═════ Documento de origem

Por que é difícil atingir o resultado final?

Caminho da Perfeição versus Resultado Final

Por que é difícil atingir o resultado final? Em parte, é porque não há um resultado final, ainda que haja. É assim: não há um resultado final de onde a gente imagina que vem um resultado final. Esse é que é o ponto. Então, não há um resultado final. A gente não vai encontrar, porque a gente vai buscando numa direção. Por exemplo, o resultado final, na abordagem da perfeição, não tem. Tem quando a pessoa vai indo pelo caminho da perfeição e ela muda, aí tem resultado final. Esse é o ponto. Na abordagem do caminho da perfeição nós estamos buscando um estado final que é mais ou menos o que acontece quando a pessoa começa a fazer prática e acha aquilo maravilhoso e por vezes a pessoa começa a ritualizar o cotidiano. Ritualizar o cotidiano significa o quê? A pessoa começa a estruturar o cotidiano além do gostar e não gostar. A pessoa arruma o dia e cada dia fica cada vez mais ajustado, em cada dia ela estuda e medita, estuda e medita e vai indo… A energia aparece, a pessoa foca aquilo e vai buscando os estados mais elevados. Isso é o caminho da perfeição.

Só que enquanto ela segue pelo caminho da perfeição, o estado mais elevado segue fugidio. Ela entra e depois escapa, ela entra e depois escapa. Ela entra e descobre que aquilo não é ainda o estado mais elevado, ainda tem alguma coisa. Aí ela busca o estado mais elevado. Aí quando a pessoa encontra um estado elevado, ela descobre estruturas cármicas que ficaram para trás, ela não sabe como e a pessoa se surpreende com isso.

Por vezes surgem algumas coisas mais perturbadoras, por exemplo, a pessoa está acessando alguma coisa muito elevada, mas daqui a pouco a pessoa tem sonhos, acordada ou dormindo, em regiões que ela não imaginava que entraria de novo, como visões dos infernos ou de diferentes lugares. A pessoa até pensa: mas eu já purifiquei esse carma, eu não tenho nada contra isso, por que me aparece esse tipo de visão? A pessoa vê que são visões. Ela não diz: “EU estou vendo tal coisa…” Como a pessoa está praticando constantemente a estabilização mental, ela não embarca no que aparece, mas a pessoa se pergunta: como é que aparece isso? Da onde? De que buraco escuro e escondido vem esse tipo de estrutura?

No meio desse processo, a pessoa descobre que essas regiões já nem são dela. Ela começa a ultrapassar a noção de individualidade do carma, de individualidade da existência. Ela começa a atravessar esse bordo da sensação de carma individual. Vocês vão encontrar esses relatos não só no budismo tibetano, mas no budismo zen também. Eu acho isso comovente. Eu vi o relato da vida de alguns mestres zen. Como eles praticam muito zazen, seguindo a linha do Soto Zen, eles têm lucidez. Eles diziam: minha mente subia e descia, eu via tudo, aquilo cruzava por todo o lado, aquilo era um estado totalmente perturbado que eu não sabia a origem, ainda assim, eu me mantinha e aquilo tudo seguia girando. Aí eles descreviam como que eles lidavam com aquilo para ultrapassar.

══════════
═════ Entradas fornecidas

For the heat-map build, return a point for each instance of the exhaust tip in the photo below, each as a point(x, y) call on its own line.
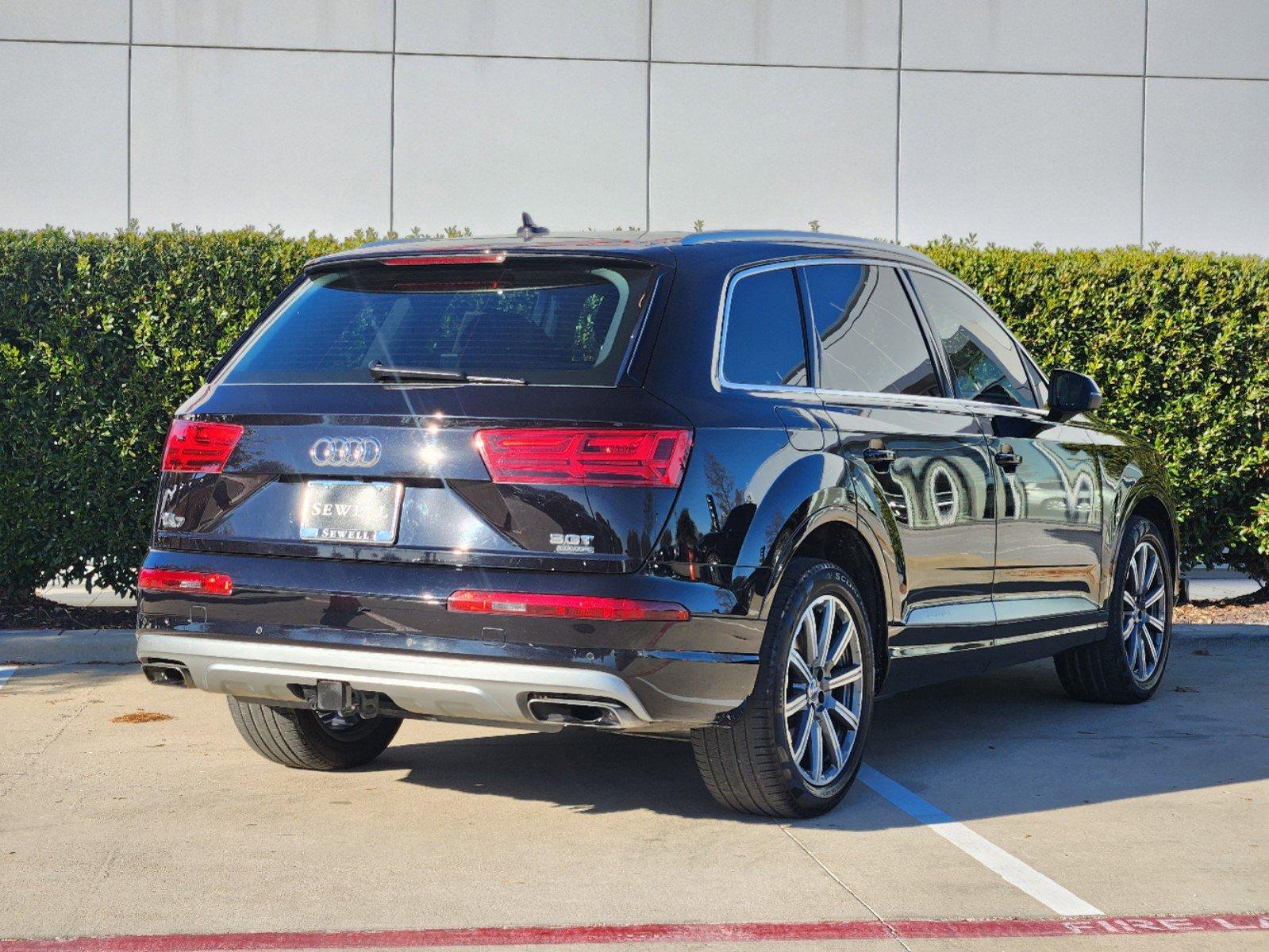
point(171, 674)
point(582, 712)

══════════
═════ Entradas fornecidas

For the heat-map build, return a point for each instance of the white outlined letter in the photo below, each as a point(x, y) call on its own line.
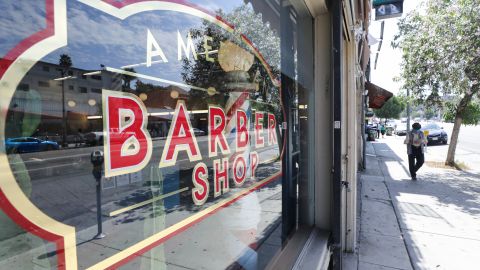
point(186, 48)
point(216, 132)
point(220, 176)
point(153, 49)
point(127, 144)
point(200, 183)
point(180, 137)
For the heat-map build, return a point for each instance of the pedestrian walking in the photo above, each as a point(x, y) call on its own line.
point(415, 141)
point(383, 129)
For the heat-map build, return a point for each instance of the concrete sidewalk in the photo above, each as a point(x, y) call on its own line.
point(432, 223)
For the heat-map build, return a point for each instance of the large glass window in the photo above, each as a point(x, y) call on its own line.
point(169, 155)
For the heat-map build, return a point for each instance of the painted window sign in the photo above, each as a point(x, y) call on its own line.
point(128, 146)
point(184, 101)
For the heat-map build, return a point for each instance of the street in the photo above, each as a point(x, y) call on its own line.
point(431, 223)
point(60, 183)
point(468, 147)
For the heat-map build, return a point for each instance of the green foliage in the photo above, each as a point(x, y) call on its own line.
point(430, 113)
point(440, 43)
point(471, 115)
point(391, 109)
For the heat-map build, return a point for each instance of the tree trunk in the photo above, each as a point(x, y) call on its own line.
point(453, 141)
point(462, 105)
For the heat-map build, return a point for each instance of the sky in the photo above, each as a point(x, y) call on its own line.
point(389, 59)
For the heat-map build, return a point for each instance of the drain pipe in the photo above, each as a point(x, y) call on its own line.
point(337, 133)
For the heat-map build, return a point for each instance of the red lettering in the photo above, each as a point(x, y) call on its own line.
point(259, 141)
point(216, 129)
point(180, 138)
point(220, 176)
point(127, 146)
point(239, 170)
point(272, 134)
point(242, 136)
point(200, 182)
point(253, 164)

══════════

** Requisitos do exercício **
Responda às perguntas abaixo com base no texto sobre o caminho da perfeição.
(a) O que significa ritualizar o cotidiano?
(b) Que tipo de visões a pessoa pode ter mesmo quando está acessando algo muito elevado?
(c) Que linha os mestres zen citados seguiam ao praticar zazen?
As entradas não têm nenhuma relação com o texto sobre o caminho da perfeição.

** Solução por escrito **
(a) Significa que a pessoa começa a estruturar o cotidiano além do gostar e não gostar.
(b) Visões dos infernos ou de diferentes lugares.
(c) A linha do Soto Zen.